Kutipan Pilihan -
+-------+

HNW: Ormas dan Partai Islam Berjasa Selamatkan Pancasila-NKRI

Kamis, 18 Februari 2021 – 17:15 WIB
Wakil Ketua MPR RI Hidayat Nur Wahid. Foto: MPR RI.

jpnn.com, JAKARTA - Wakil Ketua MPR RI Hidayat Nur Wahid menyatakan para ulama yang terhimpun dalam ormas Islam seperti Muhammadiyah, NU, Persis, dan PUI, serta partai Islam antara lain Syarikat Islam, Penyadar, PII atau Partai Masyumi, ikut berjasa menyelamatkan Pancasila dan NKRI.

Sosok yang karib disapa HNW ini berharap perjuangan itu menjadi contoh dan diambil sebagai pelajaran oleh umat Islam di Indonesia dalam  menjaga serta mengamalkan Pancasila dan NKRI. 

BACA JUGA: Jokowi Ingin Revisi UU ITE, Hidayat Nur Wahid: Jangan Cuma PHP

Pasalnya, kata Hidayat, para ulama yang tergabung dalam ormas maupun partai Islam terlibat pembahasan dan penerimaan Pacasila sebagai dasar dan ideologi negara.

+-------+

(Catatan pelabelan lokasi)
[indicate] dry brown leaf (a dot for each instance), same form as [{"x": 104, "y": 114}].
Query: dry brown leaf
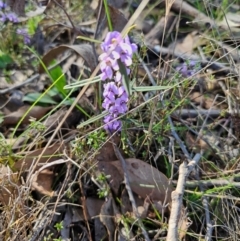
[
  {"x": 8, "y": 185},
  {"x": 51, "y": 154},
  {"x": 145, "y": 180},
  {"x": 203, "y": 100},
  {"x": 36, "y": 112},
  {"x": 42, "y": 182},
  {"x": 94, "y": 206},
  {"x": 83, "y": 50},
  {"x": 187, "y": 45}
]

+-------+

Petunjuk Pengerjaan -
1. Kutip bagian berita tentang ormas dan partai Islam dari "BACA JUGA: Jokowi" sampai "dan ideologi negara.".
2. Ringkas paragraf dalam berita tentang ormas dan partai Islam yang dimulai dengan "jpnn.com, JAKARTA - Wakil Ketua MPR RI" tanpa menghilangkan fakta utamanya.
3. Sebutkan semua ormas Islam yang disebut dalam berita tentang ormas dan partai Islam.

Kunci Jawaban -
1.
BACA JUGA: Jokowi Ingin Revisi UU ITE, Hidayat Nur Wahid: Jangan Cuma PHP

Pasalnya, kata Hidayat, para ulama yang tergabung dalam ormas maupun partai Islam terlibat pembahasan dan penerimaan Pacasila sebagai dasar dan ideologi negara.

2. Wakil Ketua MPR RI Hidayat Nur Wahid menyatakan bahwa para ulama di ormas Islam (Muhammadiyah, NU, Persis, PUI) dan partai Islam (antara lain Syarikat Islam, Penyadar, PII atau Partai Masyumi) ikut berjasa menyelamatkan Pancasila dan NKRI.

3. Muhammadiyah, NU, Persis, PUI